_The task_:
Update the entries below by changing every "spot" to "point" and keeping everything else the same. Leave the pictures out of your answer.

---------- Exercise input ----------

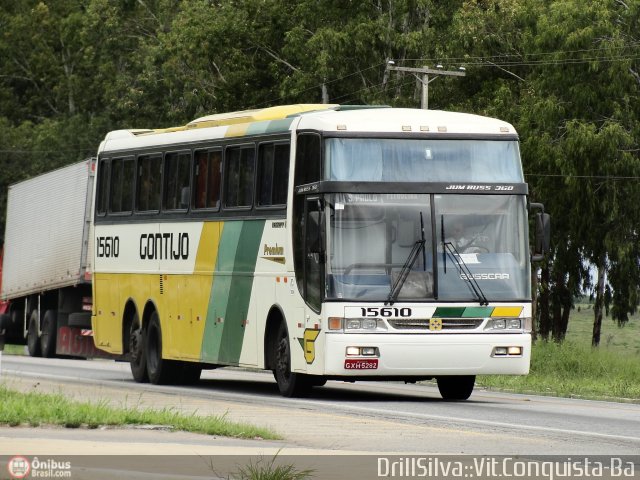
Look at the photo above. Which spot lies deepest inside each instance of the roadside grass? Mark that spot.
(35, 409)
(575, 369)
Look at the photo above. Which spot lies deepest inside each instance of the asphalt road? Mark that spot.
(365, 416)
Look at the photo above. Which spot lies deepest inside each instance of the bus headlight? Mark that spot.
(507, 324)
(357, 324)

----------

_Final result_:
Look at the photo above. Which point lies deepest inside each instance of the roadside grass? Mark that point.
(35, 409)
(575, 369)
Look at the photo above. Which point lies deepest inside each instance of the asphalt road? Mark that point.
(365, 416)
Look at the photo above. Which point lies deepest inside each instance of the bus headlight? Mark that point.
(507, 324)
(357, 324)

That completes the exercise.